# Records for this task

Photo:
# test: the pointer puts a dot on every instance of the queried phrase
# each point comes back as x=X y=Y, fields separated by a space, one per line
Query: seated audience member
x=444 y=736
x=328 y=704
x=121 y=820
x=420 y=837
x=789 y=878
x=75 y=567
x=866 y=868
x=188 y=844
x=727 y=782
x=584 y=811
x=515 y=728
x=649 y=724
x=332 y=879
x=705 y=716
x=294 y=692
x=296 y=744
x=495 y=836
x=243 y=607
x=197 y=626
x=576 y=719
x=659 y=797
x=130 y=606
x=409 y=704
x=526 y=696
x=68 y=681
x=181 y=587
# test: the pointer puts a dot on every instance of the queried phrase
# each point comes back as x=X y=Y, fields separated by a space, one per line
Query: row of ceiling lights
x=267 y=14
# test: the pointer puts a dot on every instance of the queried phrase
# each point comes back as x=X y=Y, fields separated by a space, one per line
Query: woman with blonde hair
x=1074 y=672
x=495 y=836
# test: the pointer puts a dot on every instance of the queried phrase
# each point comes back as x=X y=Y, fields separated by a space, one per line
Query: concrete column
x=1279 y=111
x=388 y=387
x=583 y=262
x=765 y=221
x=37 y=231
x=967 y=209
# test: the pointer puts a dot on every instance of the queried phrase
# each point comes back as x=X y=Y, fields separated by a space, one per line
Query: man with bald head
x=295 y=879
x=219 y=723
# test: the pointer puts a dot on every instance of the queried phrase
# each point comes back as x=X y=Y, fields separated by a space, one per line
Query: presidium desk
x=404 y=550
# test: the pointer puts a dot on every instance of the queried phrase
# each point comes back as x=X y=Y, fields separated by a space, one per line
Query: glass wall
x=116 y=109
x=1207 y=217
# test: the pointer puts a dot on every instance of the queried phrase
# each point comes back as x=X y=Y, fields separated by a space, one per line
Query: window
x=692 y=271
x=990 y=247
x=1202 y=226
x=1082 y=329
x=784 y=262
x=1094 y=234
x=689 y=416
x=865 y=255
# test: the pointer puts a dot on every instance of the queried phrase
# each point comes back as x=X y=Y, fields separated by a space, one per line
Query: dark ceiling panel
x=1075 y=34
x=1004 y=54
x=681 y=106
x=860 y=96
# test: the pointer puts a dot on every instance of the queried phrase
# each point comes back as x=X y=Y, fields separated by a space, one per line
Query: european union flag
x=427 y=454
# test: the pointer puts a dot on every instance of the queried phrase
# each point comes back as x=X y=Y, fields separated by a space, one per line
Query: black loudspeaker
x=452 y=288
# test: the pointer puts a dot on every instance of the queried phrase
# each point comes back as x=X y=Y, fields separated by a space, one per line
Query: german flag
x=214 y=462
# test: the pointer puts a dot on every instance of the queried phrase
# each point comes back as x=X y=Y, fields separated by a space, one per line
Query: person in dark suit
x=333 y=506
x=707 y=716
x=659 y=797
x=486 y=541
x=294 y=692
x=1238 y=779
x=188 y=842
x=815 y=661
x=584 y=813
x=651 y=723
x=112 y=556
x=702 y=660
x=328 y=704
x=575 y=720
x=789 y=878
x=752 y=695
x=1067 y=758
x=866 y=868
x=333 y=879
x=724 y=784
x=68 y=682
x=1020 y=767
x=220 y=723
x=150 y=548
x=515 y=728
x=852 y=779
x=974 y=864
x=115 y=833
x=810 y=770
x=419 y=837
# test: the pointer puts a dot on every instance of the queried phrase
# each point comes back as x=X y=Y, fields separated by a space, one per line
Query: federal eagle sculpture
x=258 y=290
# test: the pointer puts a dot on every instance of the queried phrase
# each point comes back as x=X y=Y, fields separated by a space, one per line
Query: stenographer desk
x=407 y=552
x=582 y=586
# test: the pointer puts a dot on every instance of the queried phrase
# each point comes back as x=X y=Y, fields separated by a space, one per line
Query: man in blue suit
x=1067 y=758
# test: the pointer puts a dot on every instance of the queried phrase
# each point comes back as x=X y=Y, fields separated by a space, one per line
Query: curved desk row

# Goal
Please shift every coordinate in the answers by adding 33 to each number, and write out again every line from the start of the records through the line containing "x=197 y=626", inclusive.

# Solution to the exercise
Photo:
# test: the pointer puts a dot on every instance of the queried phrase
# each point comes back as x=X y=Y, fields separated by a space, one per line
Query: seated audience member
x=477 y=769
x=361 y=737
x=154 y=853
x=453 y=870
x=822 y=911
x=108 y=600
x=899 y=901
x=221 y=877
x=760 y=815
x=617 y=844
x=548 y=761
x=682 y=757
x=365 y=912
x=738 y=749
x=327 y=725
x=329 y=777
x=528 y=869
x=276 y=640
x=230 y=659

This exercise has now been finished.